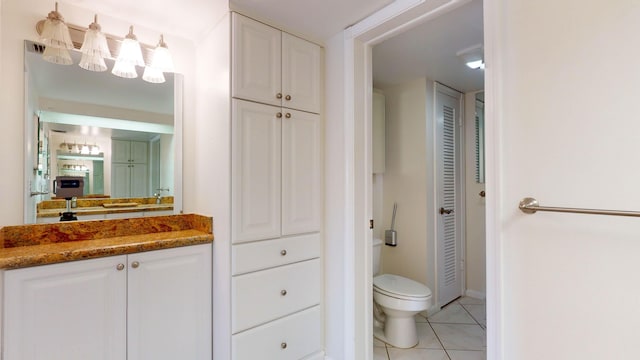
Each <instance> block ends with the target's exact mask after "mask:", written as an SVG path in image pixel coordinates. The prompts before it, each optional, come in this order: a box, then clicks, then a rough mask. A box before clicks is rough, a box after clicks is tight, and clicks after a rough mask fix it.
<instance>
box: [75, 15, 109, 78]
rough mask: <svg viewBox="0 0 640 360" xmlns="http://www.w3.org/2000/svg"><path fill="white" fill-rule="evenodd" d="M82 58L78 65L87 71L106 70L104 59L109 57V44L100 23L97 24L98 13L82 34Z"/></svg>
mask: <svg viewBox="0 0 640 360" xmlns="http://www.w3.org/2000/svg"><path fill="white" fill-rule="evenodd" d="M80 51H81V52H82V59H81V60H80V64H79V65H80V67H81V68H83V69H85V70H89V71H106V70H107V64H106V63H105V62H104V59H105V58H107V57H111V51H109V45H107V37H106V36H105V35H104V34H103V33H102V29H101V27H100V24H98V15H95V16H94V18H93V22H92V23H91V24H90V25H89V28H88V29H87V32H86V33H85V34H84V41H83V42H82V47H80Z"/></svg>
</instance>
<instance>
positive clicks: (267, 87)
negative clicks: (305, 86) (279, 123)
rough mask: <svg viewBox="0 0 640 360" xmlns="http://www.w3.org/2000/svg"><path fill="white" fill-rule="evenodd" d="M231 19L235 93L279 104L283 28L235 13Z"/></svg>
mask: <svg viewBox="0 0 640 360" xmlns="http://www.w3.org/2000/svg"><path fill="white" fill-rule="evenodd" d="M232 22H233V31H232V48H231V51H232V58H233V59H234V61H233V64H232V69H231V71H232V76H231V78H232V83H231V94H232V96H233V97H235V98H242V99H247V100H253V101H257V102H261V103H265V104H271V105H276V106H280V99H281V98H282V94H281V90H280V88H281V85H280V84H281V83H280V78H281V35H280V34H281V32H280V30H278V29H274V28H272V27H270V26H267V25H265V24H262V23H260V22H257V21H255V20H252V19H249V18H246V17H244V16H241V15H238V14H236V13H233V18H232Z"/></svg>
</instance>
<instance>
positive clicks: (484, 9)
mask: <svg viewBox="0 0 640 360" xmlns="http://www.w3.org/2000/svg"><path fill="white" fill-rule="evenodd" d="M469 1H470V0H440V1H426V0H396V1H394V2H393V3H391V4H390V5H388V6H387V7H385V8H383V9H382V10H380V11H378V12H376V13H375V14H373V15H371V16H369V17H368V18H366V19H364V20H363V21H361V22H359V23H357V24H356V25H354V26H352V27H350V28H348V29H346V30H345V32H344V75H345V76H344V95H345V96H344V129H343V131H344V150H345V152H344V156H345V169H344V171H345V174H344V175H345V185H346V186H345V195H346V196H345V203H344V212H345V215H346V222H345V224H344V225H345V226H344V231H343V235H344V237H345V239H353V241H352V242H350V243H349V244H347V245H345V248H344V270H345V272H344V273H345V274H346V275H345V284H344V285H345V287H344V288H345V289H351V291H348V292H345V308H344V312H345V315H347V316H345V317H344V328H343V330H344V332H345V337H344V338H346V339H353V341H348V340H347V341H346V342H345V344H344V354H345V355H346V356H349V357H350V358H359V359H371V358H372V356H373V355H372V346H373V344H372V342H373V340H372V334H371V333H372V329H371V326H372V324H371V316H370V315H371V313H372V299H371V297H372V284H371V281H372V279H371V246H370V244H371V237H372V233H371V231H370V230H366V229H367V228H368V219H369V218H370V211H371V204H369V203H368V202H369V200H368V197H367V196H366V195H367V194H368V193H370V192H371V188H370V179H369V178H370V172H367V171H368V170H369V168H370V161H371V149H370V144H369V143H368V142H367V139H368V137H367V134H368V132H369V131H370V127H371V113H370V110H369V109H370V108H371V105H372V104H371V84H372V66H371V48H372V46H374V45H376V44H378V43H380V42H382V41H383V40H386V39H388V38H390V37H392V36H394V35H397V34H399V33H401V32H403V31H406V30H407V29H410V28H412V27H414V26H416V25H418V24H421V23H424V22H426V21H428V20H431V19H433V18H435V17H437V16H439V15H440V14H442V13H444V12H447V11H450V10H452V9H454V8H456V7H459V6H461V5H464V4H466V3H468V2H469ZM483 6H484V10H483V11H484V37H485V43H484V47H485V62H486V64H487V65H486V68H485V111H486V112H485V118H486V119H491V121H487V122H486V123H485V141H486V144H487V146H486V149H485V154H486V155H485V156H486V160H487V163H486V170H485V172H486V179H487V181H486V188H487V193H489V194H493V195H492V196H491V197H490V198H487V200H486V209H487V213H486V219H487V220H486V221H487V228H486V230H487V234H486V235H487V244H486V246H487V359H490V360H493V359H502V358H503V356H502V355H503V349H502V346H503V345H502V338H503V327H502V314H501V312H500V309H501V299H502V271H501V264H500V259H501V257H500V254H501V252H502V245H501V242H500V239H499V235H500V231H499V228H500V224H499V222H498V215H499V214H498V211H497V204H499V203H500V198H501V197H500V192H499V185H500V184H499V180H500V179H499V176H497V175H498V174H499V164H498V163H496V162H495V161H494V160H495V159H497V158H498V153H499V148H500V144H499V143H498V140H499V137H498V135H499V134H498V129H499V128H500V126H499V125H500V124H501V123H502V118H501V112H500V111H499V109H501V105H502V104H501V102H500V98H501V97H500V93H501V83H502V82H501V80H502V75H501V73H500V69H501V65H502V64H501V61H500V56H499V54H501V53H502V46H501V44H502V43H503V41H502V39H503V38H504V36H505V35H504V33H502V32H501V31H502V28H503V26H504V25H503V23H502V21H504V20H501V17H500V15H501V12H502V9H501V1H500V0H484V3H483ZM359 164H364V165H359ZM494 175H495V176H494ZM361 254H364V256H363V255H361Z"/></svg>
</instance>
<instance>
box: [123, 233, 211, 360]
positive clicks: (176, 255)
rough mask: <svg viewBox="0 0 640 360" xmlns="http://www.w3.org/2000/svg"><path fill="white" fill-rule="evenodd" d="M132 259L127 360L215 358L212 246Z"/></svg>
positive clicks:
◆ ◆ ◆ ◆ ◆ ◆ ◆
*Task to carry out*. Pick out every line in the data above that contains the string "positive", matching case exactly, and copy each one in full.

*Task result*.
positive clicks: (267, 87)
positive clicks: (484, 9)
positive clicks: (176, 255)
positive clicks:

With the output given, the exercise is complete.